● **Work instructions**
#1 Copy out the stretch of the Gears of War 3 review from "You can now" through "occur very often.".
#2 According to the Gears of War 3 review, what do you click to spot an enemy?

***** Supplied text *****

The new weapons revealed in the beta are all present along with the old favourites, but there are yet more toys to play with, some that even require help from a fellow COG soldier to operate! The AI also appears to have been improved upon, and CPU controlled COG soldiers are seriously helpful on the higher difficulties.
You can now “spot” enemies with a click of the left stick, and that causes allies to focus their fire onto the spotted enemy. This creates a new tactical edge to Gears of War that wasn’t really present before; perhaps you can get your team to focus on the larger enemy whilst you remove the drones and grunts, or vice versa. It’s a cracking addition that even adds to the multiplayer, allowing you to rack points up by assisting your team-mates kills.
The AI isn’t perfect though, and on more than one occasion all three of my allies ignored my pleading calls of “REVIVE ME!” and ran right past me, leaving me crawling after them, to my eventual death. On the whole though, to complain about this is extreme nitpicking, as it really doesn’t occur very often.
Gears of War 3 is full of set pieces that will blow you away time after time. Every time you think you’ve seen a moment that can’t be topped, another one will come around and amaze you. The tried and true “stop and pop” gameplay is tuned to perfection here, every shot on target feeling like a reward. Weapon balancing is also spot on, and although you’ll probably end up with a favourite combination (Lancer + Torque bow for campaign, Hammerburst + Sawn-Off in multiplayer for me) you’ll want to try every weapon several times, as they each have a unique feel to them.
Vehicle sections do return, but they aren’t over-used and never outstay their welcome. The focus really is on progression of story through incredible combat experiences. The general gameplay of Gears of War is second to none, and this is the definitive version of that gameplay, honed to perfection over time, with love and affection squeezed into every second. Yes, this game is damn fun to play.
MULTIPLAYER: Thanks to the extensive beta testing and dedicated servers, what we have here (though it is obviously worth mentioning that due to the pre-release nature of this review, the servers weren’t exactly over-stressed) is a fantastically balanced multiplayer game, with something for everyone. A quick note as well to beta participants, the maps you played are back but have been slightly altered, proving yet again that Epic have listened to the players and really tried to create the best experience possible.
The competitive multiplayer is wonderful fun, and the new spotting feature means that even if you aren’t the best player in the world, you will get something out of the experience. There are all the modes you’d expect, but all on those wonderful dedicated servers. To the Gears fans who have followed the multiplayer right from the beginning, you may remember what people used to call “Host advantage” or “Host shotgun”. Now, imagine playing the game again but with everyone having “host advantage”, or rather – parity. Cries of “LAG” or “LATENCY” begone, this is the way multiplayer should be done; dedicated servers.

***** Collected data *****

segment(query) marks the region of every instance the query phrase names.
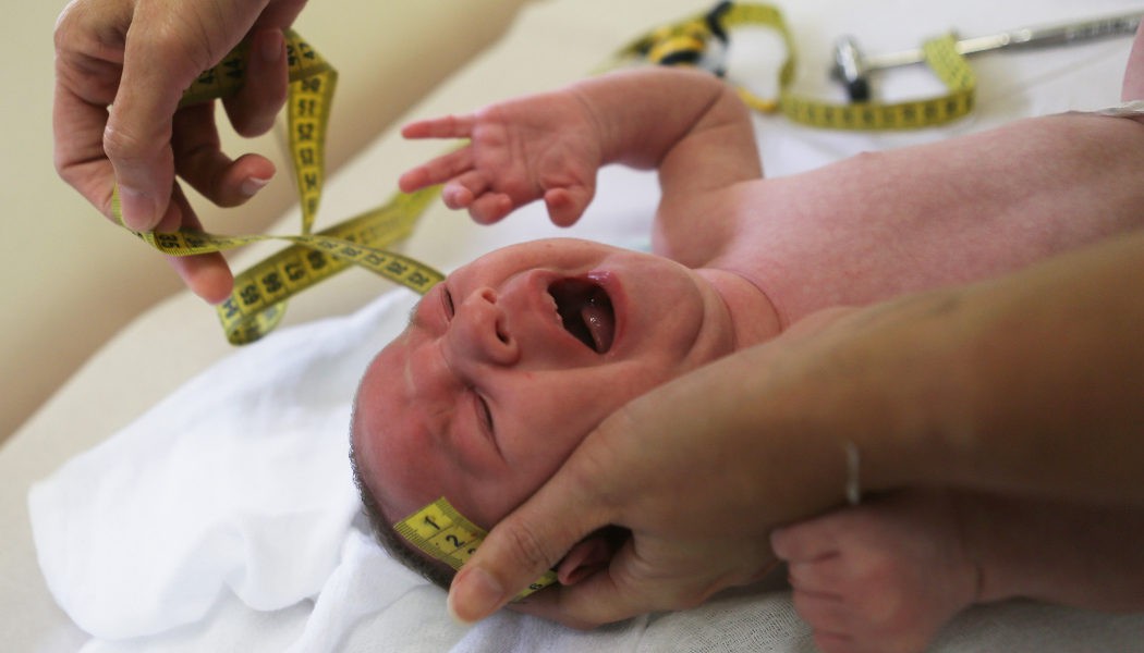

*****

● **Solutions for each task**
#1
You can now “spot” enemies with a click of the left stick, and that causes allies to focus their fire onto the spotted enemy. This creates a new tactical edge to Gears of War that wasn’t really present before; perhaps you can get your team to focus on the larger enemy whilst you remove the drones and grunts, or vice versa. It’s a cracking addition that even adds to the multiplayer, allowing you to rack points up by assisting your team-mates kills.
The AI isn’t perfect though, and on more than one occasion all three of my allies ignored my pleading calls of “REVIVE ME!” and ran right past me, leaving me crawling after them, to my eventual death. On the whole though, to complain about this is extreme nitpicking, as it really doesn’t occur very often.

#2 The left stick.